Dataset rows
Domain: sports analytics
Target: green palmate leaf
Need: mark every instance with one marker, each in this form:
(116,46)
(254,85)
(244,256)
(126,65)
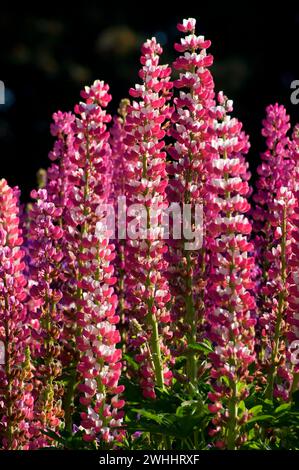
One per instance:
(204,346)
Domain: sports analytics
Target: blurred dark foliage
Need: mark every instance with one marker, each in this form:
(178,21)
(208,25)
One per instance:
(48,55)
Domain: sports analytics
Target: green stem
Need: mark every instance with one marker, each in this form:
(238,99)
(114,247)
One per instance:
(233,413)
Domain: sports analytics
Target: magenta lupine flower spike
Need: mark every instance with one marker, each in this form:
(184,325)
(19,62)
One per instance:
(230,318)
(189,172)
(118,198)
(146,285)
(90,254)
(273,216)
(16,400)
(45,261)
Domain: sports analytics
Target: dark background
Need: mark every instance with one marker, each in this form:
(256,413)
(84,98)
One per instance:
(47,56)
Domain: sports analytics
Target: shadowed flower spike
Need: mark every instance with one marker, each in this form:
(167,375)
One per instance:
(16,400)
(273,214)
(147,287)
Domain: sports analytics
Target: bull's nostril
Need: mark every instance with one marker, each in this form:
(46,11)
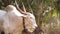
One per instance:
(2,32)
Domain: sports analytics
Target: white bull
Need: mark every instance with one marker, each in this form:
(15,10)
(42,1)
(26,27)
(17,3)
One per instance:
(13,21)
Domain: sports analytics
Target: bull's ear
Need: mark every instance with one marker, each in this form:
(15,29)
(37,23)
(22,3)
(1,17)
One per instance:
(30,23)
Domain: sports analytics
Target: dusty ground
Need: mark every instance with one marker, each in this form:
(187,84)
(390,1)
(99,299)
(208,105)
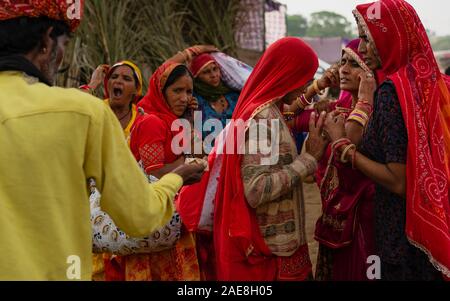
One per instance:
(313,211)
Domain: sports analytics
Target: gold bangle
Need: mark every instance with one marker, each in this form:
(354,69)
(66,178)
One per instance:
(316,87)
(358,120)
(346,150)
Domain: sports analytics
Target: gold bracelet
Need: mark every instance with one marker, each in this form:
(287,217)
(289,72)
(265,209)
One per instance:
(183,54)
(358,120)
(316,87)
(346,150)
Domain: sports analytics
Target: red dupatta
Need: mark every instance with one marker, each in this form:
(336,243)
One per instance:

---

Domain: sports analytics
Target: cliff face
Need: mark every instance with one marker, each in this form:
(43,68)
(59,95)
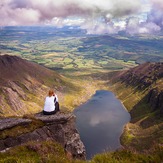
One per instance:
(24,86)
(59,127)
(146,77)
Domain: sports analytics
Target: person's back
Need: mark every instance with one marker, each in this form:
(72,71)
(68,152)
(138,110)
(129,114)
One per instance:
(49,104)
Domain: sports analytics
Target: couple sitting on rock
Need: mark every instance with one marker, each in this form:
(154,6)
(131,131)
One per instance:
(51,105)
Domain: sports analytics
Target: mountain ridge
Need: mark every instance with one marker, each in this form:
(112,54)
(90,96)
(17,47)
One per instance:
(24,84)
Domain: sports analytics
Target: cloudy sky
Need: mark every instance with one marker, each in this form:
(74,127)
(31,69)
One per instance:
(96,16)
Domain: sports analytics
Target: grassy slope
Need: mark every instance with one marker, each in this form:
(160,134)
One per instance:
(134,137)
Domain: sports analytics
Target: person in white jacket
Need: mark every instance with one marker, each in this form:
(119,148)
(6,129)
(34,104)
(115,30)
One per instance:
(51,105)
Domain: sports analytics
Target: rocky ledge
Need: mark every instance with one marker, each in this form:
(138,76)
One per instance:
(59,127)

* * *

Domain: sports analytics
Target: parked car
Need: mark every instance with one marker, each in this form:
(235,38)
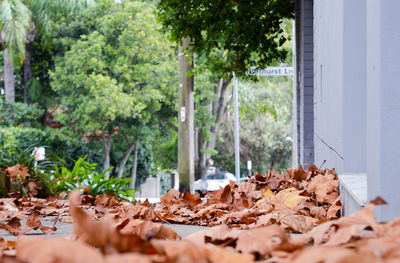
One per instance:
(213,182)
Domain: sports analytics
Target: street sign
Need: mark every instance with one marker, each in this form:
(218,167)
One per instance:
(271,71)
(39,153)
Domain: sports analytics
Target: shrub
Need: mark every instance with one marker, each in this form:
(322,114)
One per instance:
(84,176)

Exercise directions
Which rows above contain the word "bull"? Show each of them in full, treating uppercase and lowercase as different.

Reply to the exercise
Target: bull's nostril
Target: white bull
Target: bull's ear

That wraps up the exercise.